### REQUIREMENT
Reproduce the following lines exactly as they appear, omitting the pictures from your answer.

▬▬▬▬▬▬

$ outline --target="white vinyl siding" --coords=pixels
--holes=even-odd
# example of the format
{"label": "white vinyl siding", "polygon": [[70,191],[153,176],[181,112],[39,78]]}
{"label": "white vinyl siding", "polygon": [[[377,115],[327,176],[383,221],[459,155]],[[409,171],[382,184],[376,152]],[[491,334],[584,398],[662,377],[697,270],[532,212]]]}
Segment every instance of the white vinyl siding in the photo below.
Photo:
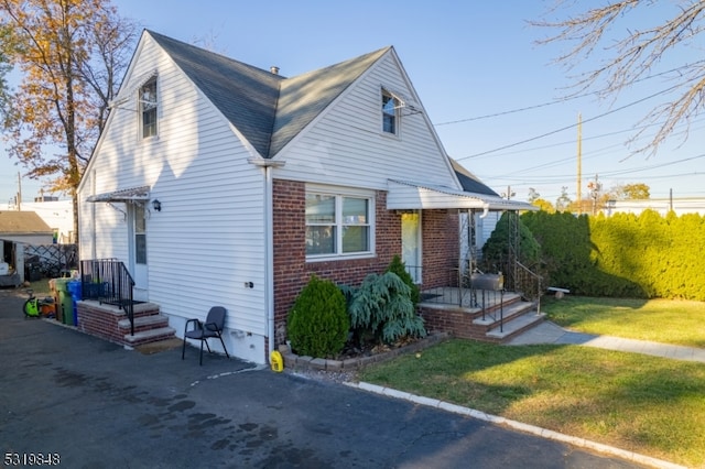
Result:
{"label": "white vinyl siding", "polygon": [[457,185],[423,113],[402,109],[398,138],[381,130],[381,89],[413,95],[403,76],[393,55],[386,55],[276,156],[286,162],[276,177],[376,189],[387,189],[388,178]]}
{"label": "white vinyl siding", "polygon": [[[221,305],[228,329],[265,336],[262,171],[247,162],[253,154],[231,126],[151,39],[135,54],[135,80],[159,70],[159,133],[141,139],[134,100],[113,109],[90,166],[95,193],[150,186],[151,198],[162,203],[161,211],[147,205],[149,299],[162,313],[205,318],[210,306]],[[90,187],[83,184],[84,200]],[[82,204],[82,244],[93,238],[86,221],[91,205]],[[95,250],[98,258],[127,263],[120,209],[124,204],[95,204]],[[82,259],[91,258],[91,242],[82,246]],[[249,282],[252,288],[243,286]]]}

▬▬▬▬▬▬

### ANSWER FOR THE TASK
$ outline --target="white vinyl siding" --coords=pixels
--holes=even-odd
# example of the format
{"label": "white vinyl siding", "polygon": [[70,191],[153,176],[181,112],[39,78]]}
{"label": "white vinyl siding", "polygon": [[[377,115],[327,176],[383,221],[459,155]],[[409,171],[382,184],[376,152]],[[491,334],[584,398],[662,377],[697,270],[532,212]]]}
Segment every instance of the white vinyl siding in the photo below.
Photo:
Result:
{"label": "white vinyl siding", "polygon": [[457,185],[423,113],[402,109],[398,138],[381,130],[381,89],[413,95],[403,76],[393,55],[386,55],[276,156],[286,162],[276,177],[376,189],[387,189],[388,178]]}
{"label": "white vinyl siding", "polygon": [[[221,305],[228,329],[265,336],[262,171],[247,162],[253,154],[231,126],[151,39],[135,54],[135,80],[159,70],[159,133],[141,139],[134,100],[113,109],[90,166],[95,193],[150,186],[151,198],[162,203],[161,211],[147,205],[149,299],[162,313],[205,318],[210,306]],[[90,187],[83,184],[84,200]],[[82,204],[82,244],[93,238],[86,221],[91,205]],[[95,250],[98,258],[127,263],[120,209],[124,204],[95,204]],[[82,259],[91,258],[91,242],[82,246]],[[249,282],[252,288],[243,286]]]}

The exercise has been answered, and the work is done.